Your task is to repeat the entries exactly. Leave the pictures out.

Begin DATASET EXCERPTS

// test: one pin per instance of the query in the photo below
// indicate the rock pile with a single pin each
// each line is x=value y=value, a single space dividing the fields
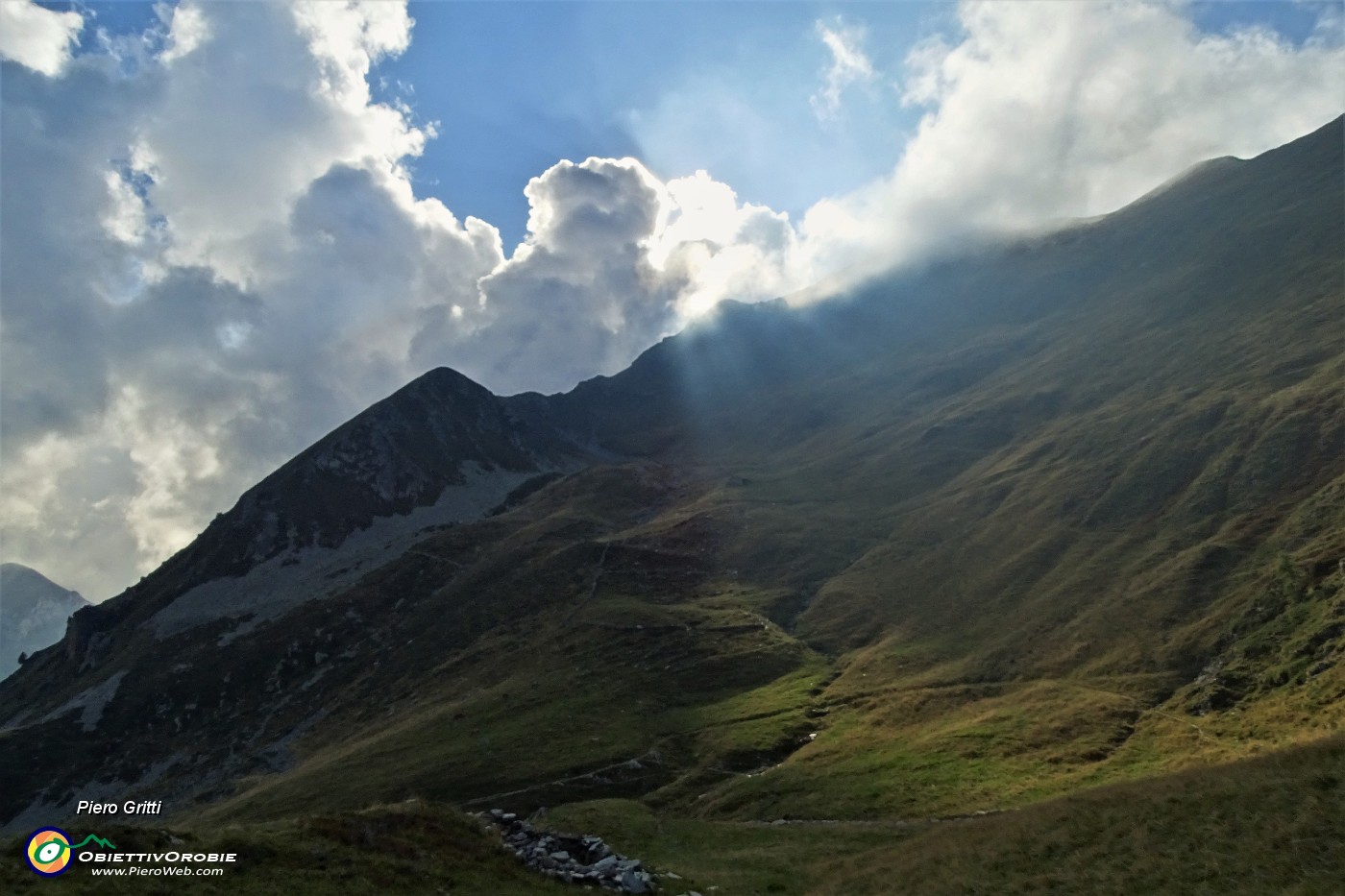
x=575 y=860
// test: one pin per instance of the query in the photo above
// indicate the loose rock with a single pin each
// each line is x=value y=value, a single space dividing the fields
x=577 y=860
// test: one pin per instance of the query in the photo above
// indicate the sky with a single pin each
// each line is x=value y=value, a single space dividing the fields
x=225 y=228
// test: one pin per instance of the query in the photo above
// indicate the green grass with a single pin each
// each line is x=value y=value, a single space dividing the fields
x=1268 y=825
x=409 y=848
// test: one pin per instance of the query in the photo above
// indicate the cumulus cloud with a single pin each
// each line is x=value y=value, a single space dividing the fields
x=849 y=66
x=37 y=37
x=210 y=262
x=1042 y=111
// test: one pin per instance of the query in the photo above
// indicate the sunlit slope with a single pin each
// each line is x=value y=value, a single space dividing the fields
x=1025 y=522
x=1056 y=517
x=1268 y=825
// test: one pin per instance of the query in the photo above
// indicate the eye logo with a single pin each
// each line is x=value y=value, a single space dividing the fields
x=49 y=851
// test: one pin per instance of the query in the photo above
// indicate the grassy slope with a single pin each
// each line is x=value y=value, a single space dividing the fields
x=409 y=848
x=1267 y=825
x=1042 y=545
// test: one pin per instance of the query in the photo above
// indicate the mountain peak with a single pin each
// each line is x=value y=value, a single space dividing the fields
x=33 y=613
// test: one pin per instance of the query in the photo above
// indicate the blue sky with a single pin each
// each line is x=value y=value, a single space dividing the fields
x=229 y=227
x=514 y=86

End DATASET EXCERPTS

**FULL RESPONSE:**
// test: one pin per instance of the query in the photo below
// indicate the rock pile with a single pin each
// each line is x=value y=value, a single space dividing the fields
x=575 y=860
// test: one pin per instance of the query in the photo above
// indicate the loose rock with a single pin each
// each line is x=value y=value, a single space dividing the fields
x=577 y=860
// test: one pin per instance of the query in the photo above
// indicate the sky with a single pin each
// each line is x=value y=value, a single space dividing the fields
x=225 y=228
// test: one pin per instance of the query in the photo above
// indicate the green grass with a single pin each
// each line is x=value y=value, a single space dividing the fields
x=1268 y=825
x=409 y=848
// test: one pin per instance of the query in the photo above
// indicate the cumulus cloud with a single pin each
// each line is x=value y=value, a single space dividing the fields
x=849 y=66
x=37 y=37
x=210 y=262
x=1042 y=111
// test: one pin per instance of the query in the photo above
// indicate the sunlit slope with a single pin each
// each line is x=value y=value, a single space dividing the fields
x=1025 y=522
x=1056 y=517
x=1268 y=825
// test: one pin per instance of the query in the photo above
// indicate the eye logo with a single pin each
// each line is x=value y=value, a single space dividing the fields
x=49 y=851
// test: one pin per instance of the query in the photo above
// indicate the grassy slope with a single pin each
// each line is x=value y=value, a single space dividing the fields
x=409 y=848
x=1267 y=825
x=1042 y=545
// test: one pin per instance of the query in the photo above
// indicate the mountain peak with a single pin each
// each line is x=value y=value, a single space dividing the fields
x=33 y=613
// test: one pin per instance of the query in the photo above
// indicate the blue sky with a single pin each
// each line is x=value y=value, a single space dividing the fields
x=229 y=227
x=514 y=86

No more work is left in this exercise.